* [Prompt 1]:
Using the discussion of wealth and work, answer each question briefly.
(a) According to point 4, what cannot be multiplied by dividing it?
(b) Which country and decades does the reply beginning "If this was" name?
(c) In the final comment, to whom is labour said to be outsourced?
* [Prompt 2]:
For each statement, decide whether it agrees with the discussion of wealth and work. Answer yes or no, and quote the words from the text that decide it.
(a) The government can give only what it first takes from somebody else.
(b) The final comment says company profits are being spent on human employment rather than on machines.
(c) One comment compares jobs to books.

* [Text provided]:
[Start of section]

1. You cannot legislate the poor into prosperity by legislating the wealthy out of prosperity.
2. What one person receives without working for, another person must work for without receiving.
3. The government cannot give to anybody anything that the government does not first take from somebody else.
4. You cannot multiply wealth by dividing it!
5. When half of the people get the idea that they do not have to work because the other half is going to take care of them, and when the other half gets the idea that it does no good to work because somebody else is going to get what they work for, that is the beginning of the end of any nation.”
Except in todays class (society) there are too many students and not enough books (jobs) to go around.
If this was Australia in the 1950s or 60s your analogy might be relevant.
So, dlb, therefore the principle doesn’t apply?
And entitlement takes over?
In a wealthy country such as Australia I think people should be entitled to at least a modestly paying job. Unfortunately I suggest we have a bad case of market failure where trickle down economics is not working, as labour is being outsourced to cheap foreign workers either in other countries or on 457 visas here. Not to mention company profits being spent on machines rather than human employment.

[End of section]

* [Records]:
[Start of section]

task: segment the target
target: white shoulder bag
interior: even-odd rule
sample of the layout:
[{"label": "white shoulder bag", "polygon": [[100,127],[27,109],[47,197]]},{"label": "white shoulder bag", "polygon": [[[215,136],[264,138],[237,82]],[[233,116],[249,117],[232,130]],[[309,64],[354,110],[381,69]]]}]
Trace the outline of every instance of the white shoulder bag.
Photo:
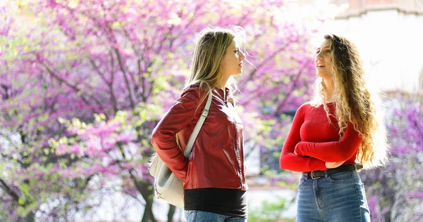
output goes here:
[{"label": "white shoulder bag", "polygon": [[[192,131],[188,143],[187,143],[187,147],[183,152],[187,158],[191,152],[191,149],[197,136],[198,136],[200,129],[209,115],[212,97],[212,93],[210,92],[206,106],[201,112],[201,116]],[[154,178],[154,193],[156,197],[183,209],[183,182],[175,176],[159,155],[154,157],[150,166],[149,174]]]}]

[End of section]

* [Answer space 1]:
(a) Wealth.
(b) Australia in the 1950s or 60s.
(c) Cheap foreign workers, either in other countries or on 457 visas here.

* [Answer space 2]:
(a) Yes: "The government cannot give to anybody anything that the government does not first take from somebody else."
(b) No: "company profits being spent on machines rather than human employment."
(c) Yes: "there are too many students and not enough books (jobs) to go around."